→ WRITTEN EXERCISE: Reproduce the items verbatim, starting at the line containing "Quiz — Where exactly is the green moss?" and ending at the line containing "[56,94,77,101]", both inclusive. Leave the pictures out of the output.

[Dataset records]
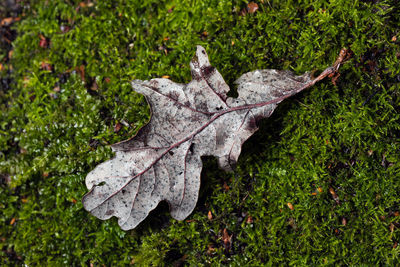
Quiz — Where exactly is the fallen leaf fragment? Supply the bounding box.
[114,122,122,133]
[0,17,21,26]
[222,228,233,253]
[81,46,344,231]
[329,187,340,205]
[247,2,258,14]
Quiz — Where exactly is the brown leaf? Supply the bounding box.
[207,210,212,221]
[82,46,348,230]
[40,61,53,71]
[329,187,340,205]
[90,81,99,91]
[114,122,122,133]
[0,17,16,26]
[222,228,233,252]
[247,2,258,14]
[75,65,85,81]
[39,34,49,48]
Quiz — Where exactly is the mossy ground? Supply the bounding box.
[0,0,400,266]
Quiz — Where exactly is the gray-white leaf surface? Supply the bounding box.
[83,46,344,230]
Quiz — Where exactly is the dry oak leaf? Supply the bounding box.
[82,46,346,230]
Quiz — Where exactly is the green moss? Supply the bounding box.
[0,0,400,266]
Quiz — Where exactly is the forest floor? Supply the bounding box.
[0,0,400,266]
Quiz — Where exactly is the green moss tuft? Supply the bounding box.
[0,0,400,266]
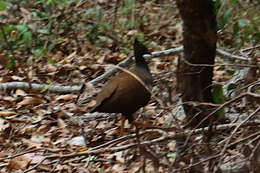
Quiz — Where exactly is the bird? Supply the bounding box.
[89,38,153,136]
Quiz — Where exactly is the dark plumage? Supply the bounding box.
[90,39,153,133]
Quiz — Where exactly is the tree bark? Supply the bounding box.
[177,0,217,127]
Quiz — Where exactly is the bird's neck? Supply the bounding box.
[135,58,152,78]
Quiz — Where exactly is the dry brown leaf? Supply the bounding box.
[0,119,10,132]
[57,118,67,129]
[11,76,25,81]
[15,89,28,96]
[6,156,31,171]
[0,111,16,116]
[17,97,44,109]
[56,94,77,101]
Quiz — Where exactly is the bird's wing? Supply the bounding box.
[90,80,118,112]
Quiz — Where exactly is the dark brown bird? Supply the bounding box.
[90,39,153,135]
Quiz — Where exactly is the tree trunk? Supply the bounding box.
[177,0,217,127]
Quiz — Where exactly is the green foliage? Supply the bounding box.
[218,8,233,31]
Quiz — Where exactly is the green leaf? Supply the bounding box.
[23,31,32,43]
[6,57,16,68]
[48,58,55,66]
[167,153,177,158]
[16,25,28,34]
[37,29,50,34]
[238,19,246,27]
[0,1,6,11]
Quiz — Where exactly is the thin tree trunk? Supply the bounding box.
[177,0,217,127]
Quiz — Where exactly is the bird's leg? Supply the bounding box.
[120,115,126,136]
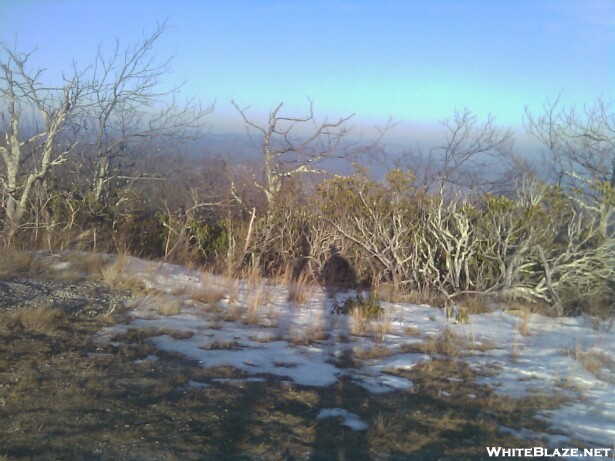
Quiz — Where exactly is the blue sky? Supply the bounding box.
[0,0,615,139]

...

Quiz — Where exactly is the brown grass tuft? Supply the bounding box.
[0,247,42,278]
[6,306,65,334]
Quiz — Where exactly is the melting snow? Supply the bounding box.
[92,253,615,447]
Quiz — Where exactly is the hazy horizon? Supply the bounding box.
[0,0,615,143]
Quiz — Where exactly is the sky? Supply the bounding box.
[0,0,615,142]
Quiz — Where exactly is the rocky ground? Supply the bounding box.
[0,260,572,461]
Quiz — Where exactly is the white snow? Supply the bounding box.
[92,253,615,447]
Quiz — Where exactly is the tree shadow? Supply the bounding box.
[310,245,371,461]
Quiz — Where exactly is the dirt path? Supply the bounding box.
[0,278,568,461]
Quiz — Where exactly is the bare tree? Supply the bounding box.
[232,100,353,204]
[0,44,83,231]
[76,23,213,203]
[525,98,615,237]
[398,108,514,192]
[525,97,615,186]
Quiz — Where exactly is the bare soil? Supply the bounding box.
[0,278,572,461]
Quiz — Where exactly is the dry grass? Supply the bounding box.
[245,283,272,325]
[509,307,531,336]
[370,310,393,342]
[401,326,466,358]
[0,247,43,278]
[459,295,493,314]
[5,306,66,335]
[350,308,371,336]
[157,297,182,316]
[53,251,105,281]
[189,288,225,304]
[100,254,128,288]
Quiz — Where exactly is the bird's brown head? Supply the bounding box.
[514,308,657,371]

---

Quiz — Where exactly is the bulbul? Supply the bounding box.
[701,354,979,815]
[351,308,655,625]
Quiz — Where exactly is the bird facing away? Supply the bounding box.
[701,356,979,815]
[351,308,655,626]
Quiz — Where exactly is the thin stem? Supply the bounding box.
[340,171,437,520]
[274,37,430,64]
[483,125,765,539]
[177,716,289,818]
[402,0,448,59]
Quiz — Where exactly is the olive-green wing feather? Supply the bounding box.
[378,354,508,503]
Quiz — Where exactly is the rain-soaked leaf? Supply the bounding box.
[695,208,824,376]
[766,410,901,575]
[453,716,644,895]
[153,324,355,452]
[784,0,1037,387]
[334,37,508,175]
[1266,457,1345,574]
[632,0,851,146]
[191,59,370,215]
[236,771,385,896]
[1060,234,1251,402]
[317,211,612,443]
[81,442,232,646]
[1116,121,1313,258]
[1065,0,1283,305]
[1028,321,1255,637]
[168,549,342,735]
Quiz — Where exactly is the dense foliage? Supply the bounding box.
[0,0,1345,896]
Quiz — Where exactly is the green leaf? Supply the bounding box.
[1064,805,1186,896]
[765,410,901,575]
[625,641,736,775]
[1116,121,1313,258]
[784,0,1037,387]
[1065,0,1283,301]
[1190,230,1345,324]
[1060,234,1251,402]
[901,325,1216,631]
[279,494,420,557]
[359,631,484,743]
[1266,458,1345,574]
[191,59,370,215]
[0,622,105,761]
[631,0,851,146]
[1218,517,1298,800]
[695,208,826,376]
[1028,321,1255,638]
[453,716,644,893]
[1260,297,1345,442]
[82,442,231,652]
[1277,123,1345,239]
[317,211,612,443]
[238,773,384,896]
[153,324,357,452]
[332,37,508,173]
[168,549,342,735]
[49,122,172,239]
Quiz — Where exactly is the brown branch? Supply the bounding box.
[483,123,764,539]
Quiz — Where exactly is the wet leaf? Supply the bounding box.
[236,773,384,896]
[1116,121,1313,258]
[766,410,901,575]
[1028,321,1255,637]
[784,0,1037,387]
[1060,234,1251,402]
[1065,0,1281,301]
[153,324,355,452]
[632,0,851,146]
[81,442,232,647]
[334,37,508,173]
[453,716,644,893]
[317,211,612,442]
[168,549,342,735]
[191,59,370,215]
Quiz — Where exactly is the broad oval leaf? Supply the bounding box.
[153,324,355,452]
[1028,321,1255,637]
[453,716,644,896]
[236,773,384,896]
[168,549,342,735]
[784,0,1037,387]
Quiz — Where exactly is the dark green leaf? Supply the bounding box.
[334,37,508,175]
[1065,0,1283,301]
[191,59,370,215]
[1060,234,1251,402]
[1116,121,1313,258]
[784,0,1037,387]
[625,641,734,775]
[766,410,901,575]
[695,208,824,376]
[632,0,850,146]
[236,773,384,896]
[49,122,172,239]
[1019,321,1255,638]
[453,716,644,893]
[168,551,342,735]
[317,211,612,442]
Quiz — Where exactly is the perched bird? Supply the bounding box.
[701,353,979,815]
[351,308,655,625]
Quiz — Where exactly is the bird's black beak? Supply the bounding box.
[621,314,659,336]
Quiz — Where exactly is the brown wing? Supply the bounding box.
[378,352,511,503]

→ RESPONSE:
Quiz — Where exactly is the green moss? Supply the bounding box.
[0,0,400,266]
Quiz — Where exactly is the forest floor? Supply the bounding box.
[0,0,400,266]
Quiz — Where exactly is the green moss tuft? Supply the bounding box.
[0,0,400,266]
Quiz — Where exactly is the bird? Supply the bounding box.
[89,38,153,136]
Quiz — Where exactly is the dark plumage? Supply the bounding box.
[90,39,153,133]
Quiz — Where exactly is the tree bark? Supply the bounding box.
[177,0,217,127]
Quiz — Where exactly is the bird's neck? Supply the bounding box.
[135,58,152,78]
Quiz — Where exactly is the dry brown leaf? Supply the bounding box.
[0,119,10,132]
[57,118,67,129]
[11,76,25,81]
[15,89,28,96]
[6,156,31,171]
[0,111,16,116]
[17,97,44,109]
[56,94,77,101]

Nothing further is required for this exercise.